• _Your goal_:
Return the data exactly, with all pictures removed.

[Lines of data]
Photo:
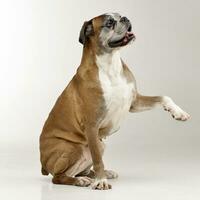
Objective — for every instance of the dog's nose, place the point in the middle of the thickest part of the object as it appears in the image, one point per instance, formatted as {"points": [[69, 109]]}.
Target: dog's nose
{"points": [[124, 20]]}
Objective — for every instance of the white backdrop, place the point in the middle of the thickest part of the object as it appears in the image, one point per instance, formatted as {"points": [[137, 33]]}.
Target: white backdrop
{"points": [[39, 54]]}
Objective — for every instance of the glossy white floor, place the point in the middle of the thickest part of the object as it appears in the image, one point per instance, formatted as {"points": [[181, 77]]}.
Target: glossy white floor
{"points": [[145, 172]]}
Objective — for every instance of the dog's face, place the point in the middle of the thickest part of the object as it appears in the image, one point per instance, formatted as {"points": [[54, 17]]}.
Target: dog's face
{"points": [[108, 31]]}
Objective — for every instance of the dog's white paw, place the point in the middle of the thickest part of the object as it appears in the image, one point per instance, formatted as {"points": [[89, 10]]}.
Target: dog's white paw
{"points": [[176, 112], [83, 181], [101, 184], [111, 174]]}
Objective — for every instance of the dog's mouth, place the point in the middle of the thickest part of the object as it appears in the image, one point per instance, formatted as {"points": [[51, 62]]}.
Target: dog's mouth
{"points": [[123, 41]]}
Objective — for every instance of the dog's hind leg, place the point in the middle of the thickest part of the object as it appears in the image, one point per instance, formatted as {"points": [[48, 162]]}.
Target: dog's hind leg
{"points": [[63, 179]]}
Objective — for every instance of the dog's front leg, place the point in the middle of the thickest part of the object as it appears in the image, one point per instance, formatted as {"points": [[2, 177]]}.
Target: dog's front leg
{"points": [[96, 153], [142, 103]]}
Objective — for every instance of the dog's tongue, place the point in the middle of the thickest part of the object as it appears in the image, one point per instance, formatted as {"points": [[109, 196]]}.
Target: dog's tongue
{"points": [[127, 36]]}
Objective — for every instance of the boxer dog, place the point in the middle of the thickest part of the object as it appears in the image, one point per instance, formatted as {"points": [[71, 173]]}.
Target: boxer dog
{"points": [[98, 97]]}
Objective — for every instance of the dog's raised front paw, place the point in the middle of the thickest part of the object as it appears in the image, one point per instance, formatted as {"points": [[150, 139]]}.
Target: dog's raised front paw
{"points": [[176, 112], [101, 184], [111, 174]]}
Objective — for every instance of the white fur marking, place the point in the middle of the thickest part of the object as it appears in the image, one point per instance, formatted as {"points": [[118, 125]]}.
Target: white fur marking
{"points": [[117, 92], [175, 110]]}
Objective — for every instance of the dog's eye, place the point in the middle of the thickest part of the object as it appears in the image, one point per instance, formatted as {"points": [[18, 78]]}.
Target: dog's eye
{"points": [[110, 23]]}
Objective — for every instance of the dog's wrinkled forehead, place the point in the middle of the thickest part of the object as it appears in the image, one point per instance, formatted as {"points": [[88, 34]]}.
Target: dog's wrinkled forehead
{"points": [[115, 16]]}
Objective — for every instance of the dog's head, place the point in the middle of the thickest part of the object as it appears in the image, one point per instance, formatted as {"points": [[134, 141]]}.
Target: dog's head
{"points": [[108, 31]]}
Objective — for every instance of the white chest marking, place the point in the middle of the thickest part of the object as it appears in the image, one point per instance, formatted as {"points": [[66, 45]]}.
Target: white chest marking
{"points": [[117, 92]]}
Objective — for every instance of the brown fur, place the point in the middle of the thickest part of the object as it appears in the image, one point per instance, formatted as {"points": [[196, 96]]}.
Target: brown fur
{"points": [[73, 126]]}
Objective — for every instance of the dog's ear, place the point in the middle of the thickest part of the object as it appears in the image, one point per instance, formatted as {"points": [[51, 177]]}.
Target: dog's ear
{"points": [[86, 31]]}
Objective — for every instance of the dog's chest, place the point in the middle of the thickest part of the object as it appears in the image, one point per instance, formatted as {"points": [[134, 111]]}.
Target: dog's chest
{"points": [[117, 92]]}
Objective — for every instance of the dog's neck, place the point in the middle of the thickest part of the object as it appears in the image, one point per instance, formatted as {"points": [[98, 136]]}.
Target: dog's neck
{"points": [[110, 63]]}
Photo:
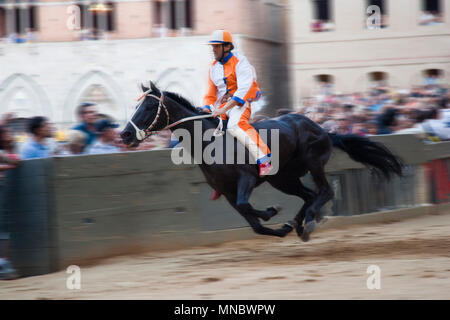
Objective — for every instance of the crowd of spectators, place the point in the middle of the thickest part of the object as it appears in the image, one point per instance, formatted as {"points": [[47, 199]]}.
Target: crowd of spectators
{"points": [[423, 110]]}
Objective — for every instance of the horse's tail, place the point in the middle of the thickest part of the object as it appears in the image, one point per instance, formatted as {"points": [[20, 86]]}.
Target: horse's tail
{"points": [[372, 154]]}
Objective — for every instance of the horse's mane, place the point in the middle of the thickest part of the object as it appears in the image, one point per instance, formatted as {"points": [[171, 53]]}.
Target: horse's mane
{"points": [[183, 101]]}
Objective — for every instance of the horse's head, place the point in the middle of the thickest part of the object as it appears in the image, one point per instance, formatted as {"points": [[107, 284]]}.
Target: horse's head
{"points": [[150, 115]]}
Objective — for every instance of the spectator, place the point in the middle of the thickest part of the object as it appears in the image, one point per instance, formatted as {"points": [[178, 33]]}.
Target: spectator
{"points": [[283, 111], [386, 121], [8, 160], [88, 115], [36, 147], [106, 140]]}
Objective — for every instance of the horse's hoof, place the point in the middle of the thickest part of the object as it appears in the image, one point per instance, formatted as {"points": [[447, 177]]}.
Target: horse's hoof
{"points": [[290, 224], [308, 229], [299, 230], [276, 209], [322, 220]]}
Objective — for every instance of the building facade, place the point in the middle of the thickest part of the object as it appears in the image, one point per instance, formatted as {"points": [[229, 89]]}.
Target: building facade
{"points": [[350, 45], [55, 54]]}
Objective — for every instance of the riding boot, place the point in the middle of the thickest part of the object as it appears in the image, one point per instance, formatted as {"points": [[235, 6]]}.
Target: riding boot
{"points": [[264, 168], [216, 195]]}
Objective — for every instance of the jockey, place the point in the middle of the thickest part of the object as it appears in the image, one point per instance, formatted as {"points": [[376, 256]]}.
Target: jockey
{"points": [[231, 89]]}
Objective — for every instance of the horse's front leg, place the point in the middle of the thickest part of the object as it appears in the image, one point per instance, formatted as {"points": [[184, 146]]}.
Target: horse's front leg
{"points": [[240, 202]]}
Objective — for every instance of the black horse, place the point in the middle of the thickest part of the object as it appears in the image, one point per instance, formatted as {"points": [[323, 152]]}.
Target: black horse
{"points": [[303, 147]]}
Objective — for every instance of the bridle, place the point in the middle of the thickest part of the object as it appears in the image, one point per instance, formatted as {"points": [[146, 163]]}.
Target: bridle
{"points": [[142, 134]]}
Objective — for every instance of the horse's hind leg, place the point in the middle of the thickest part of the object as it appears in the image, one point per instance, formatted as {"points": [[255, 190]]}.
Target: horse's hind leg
{"points": [[246, 184], [295, 187], [240, 203], [324, 194]]}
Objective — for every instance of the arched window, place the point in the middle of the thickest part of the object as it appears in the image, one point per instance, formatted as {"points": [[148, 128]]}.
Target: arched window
{"points": [[322, 16], [374, 22], [172, 17], [378, 79], [97, 19], [99, 95], [432, 77], [19, 21], [325, 84]]}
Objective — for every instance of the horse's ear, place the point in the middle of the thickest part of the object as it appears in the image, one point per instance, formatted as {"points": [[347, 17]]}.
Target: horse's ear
{"points": [[154, 88], [144, 88]]}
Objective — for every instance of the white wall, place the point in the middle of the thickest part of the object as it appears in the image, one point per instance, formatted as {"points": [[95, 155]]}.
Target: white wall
{"points": [[53, 75], [351, 51]]}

• _Correct response_:
Photo:
Objective — for every instance of the dog's nose, place the point in the middle of the thickest part of the object as it appears in the image, one point per instance, formatted as {"points": [[69, 109]]}.
Target: dog's nose
{"points": [[124, 20]]}
Objective — for every instance of the white backdrop, place the point in the middle of the thickest part of the object as it appears in the image, one point per instance, formatted as {"points": [[137, 33]]}.
Target: white backdrop
{"points": [[39, 54]]}
Objective — for every instance of the glossy white floor, place the point in the middle of the thickest part of the object as it appears in the image, one point per instance, formatted as {"points": [[181, 77]]}.
Target: glossy white floor
{"points": [[145, 172]]}
Objective — for every instance of the dog's face, place the point in the middle of the thickest part of the object as it appears in the image, one point per instance, formatted as {"points": [[54, 17]]}.
Target: dog's face
{"points": [[108, 31]]}
Objective — for every instance of the dog's white paw, place the point in the middle of the thickest part of the object as it appears in the image, one point per instance, formatted as {"points": [[89, 10]]}.
Target: dog's white paw
{"points": [[176, 112], [83, 181], [101, 184], [111, 174]]}
Objective — for every instance of the dog's mouth, place the point in the middle of the thickest part of the object as it appears in the image, one point per instance, formatted as {"points": [[51, 62]]}.
Target: dog's mouth
{"points": [[123, 41]]}
Objective — for every instance of the dog's hind leg, place the point in the middle of the thickest part of the object as it appears in the image, one point per instance, formatted as {"points": [[48, 162]]}.
Target: dog's hind leg
{"points": [[63, 179]]}
Objective — for every instance of the dog's front leg, place the point in the middle of the thickest part of the object as it appears in the image, one point per instance, formatted as {"points": [[2, 177]]}.
Target: dog's front leg
{"points": [[96, 153], [142, 103]]}
Objective — for every instance of the dog's tongue, place the point in the middle of the thickest part of the object as it appears in the image, one point per instance, formatted as {"points": [[109, 196]]}.
Target: dog's tongue
{"points": [[127, 36]]}
Objective — for every instance of the boxer dog, place the point in the middle of the thickest part of the object as it appears in the image, one point per instance, formatted as {"points": [[71, 173]]}.
Target: boxer dog
{"points": [[98, 97]]}
Objective — for every instance of the dog's raised front paw, place the point in the middle of the thickest part of the object as it appears in the image, one point per instance, formatted as {"points": [[150, 139]]}.
Target: dog's raised front paw
{"points": [[176, 112], [101, 184], [111, 174]]}
Objective — for every instance of the white fur marking, place the point in the middle of the thickest part of the object as it appears in the image, one point per instance, formatted as {"points": [[118, 125]]}.
Target: white fur marking
{"points": [[117, 92], [175, 110]]}
Objective — for every instance of the dog's eye, place the point in the middle of the thickest part of the object as it appears in the image, one point per instance, formatted as {"points": [[18, 78]]}.
Target: dog's eye
{"points": [[110, 23]]}
Objective — for every instance of the dog's wrinkled forehead, place the point in the middle of the thickest part of the object as it appears in the image, one point per instance, formatted as {"points": [[88, 34]]}.
Target: dog's wrinkled forehead
{"points": [[115, 16]]}
Objective — for every instance of the dog's head, place the point in the middle of the thickest part of the object as it appears in the image, one point per instance, formatted as {"points": [[134, 141]]}.
Target: dog's head
{"points": [[108, 31]]}
Objective — for every instance of the white chest marking, place the point in the middle of the thickest part of the object as it appears in the image, one point per instance, formatted as {"points": [[66, 45]]}.
Target: white chest marking
{"points": [[117, 92]]}
Objective — for every instance of the brown fur, place the point in the middle of the thickest part of the object as it appears in the image, one point per instance, formatted as {"points": [[196, 96]]}.
Target: brown fur
{"points": [[73, 126]]}
Objective — for every instance of the dog's ear, place the point in the middle of the thickest part of the object as it appears in the image, one point per instance, formatted as {"points": [[51, 177]]}.
Target: dog's ear
{"points": [[86, 31]]}
Objective — for every instance of the dog's chest, place the point in the middle of the thickest part of the object as it appears in the image, one point per instance, formatted as {"points": [[134, 111]]}.
Target: dog's chest
{"points": [[117, 92]]}
Objective — for every instance of the dog's neck, place the point in the middle of the thickest part of the object as it appears in the image, one point per instance, formatted as {"points": [[98, 136]]}.
Target: dog's neck
{"points": [[110, 63]]}
Photo:
Objective — for every instance of the crowd of spectators, place the point in the middle of the thickest part of the object as it appears in the image, one point per instance, formatted as {"points": [[47, 199]]}.
Target: crowd of spectators
{"points": [[423, 110]]}
Objective — for every instance of the horse's tail, place the point in the middle of the thickest part of the object as it appears in the image, one point per instance, formatted as {"points": [[20, 86]]}.
Target: horse's tail
{"points": [[372, 154]]}
Objective — for every instance of the horse's mane, place the point in the middle of the thickest part of the object as it appears in the image, one point per instance, formatted as {"points": [[171, 53]]}.
Target: horse's mane
{"points": [[183, 101]]}
Objective — for every instance of the horse's head, place the point in the middle of the thickest part of the object as it appears in the image, one point per instance, formatted as {"points": [[107, 284]]}.
Target: horse's head
{"points": [[150, 115]]}
Objective — for every instance of the spectator, place the point in the middle of the thickest part of the object as it appears in the image, one point per instance, formatted as {"points": [[178, 33]]}.
Target: spectator
{"points": [[283, 111], [386, 121], [8, 160], [88, 115], [36, 147], [106, 140]]}
Objective — for every instance of the horse's hoof, place the point in the middle of the thickest part of the object as it appears in the image, one point per instance, formatted as {"points": [[447, 177]]}.
Target: horse's hoof
{"points": [[290, 224], [308, 229], [299, 230], [276, 209], [322, 220]]}
Objective — for every instance of the building facade, place the point in the middle of the thickest part of the object as it appears in the image, one point per instance, formatted as {"points": [[229, 89]]}.
Target: building facade
{"points": [[350, 45], [55, 54]]}
Objective — for every instance of the riding boot, place the point in the middle of the thickest part of the object as it appears in the image, one point per instance, formatted as {"points": [[235, 6]]}.
Target: riding boot
{"points": [[264, 168], [216, 195]]}
Objective — for every instance of the jockey, place the point in the middle of the thickest part of the object as it appears in the image, one point per instance, formatted as {"points": [[376, 256]]}.
Target: jockey
{"points": [[231, 89]]}
Objective — for every instance of the horse's front leg, place the point in the middle of the thickest part of the object as it appears in the image, one point per instance, formatted as {"points": [[184, 146]]}.
Target: horse's front leg
{"points": [[240, 202]]}
Objective — for every instance of the black horse, place the point in the middle of the thickest part of the object as it appears in the image, one point per instance, formatted as {"points": [[323, 152]]}.
Target: black horse
{"points": [[303, 147]]}
Objective — for every instance of the bridle, place the point in the middle of the thickest part of the object as it appears in the image, one point per instance, formatted as {"points": [[146, 163]]}.
Target: bridle
{"points": [[142, 134]]}
Objective — for every instance of the horse's hind leg, place the point in the middle of the thickest part of the object as it appears in the image, one point per instance, formatted as {"points": [[255, 190]]}.
Target: horse's hind leg
{"points": [[246, 184], [295, 187], [240, 203], [324, 194]]}
Objective — for every instance of the arched window, place the point in the middle of the thickest part of the object as it appears in the image, one point per instance, formatted as {"points": [[148, 128]]}.
Target: arched window
{"points": [[322, 16], [374, 22], [172, 17], [378, 79], [97, 19], [99, 95], [432, 77], [19, 21], [325, 84]]}
Objective — for every instance of the horse's ear, place the point in the middle of the thickest part of the object as it appears in the image, one point per instance, formatted as {"points": [[347, 17]]}.
Target: horse's ear
{"points": [[154, 88], [144, 88]]}
Objective — for every instance of the white wall, place the point in the middle of the thickest part of the object as it appears in the image, one point per instance, formatted as {"points": [[95, 155]]}.
Target: white wall
{"points": [[53, 75], [351, 51]]}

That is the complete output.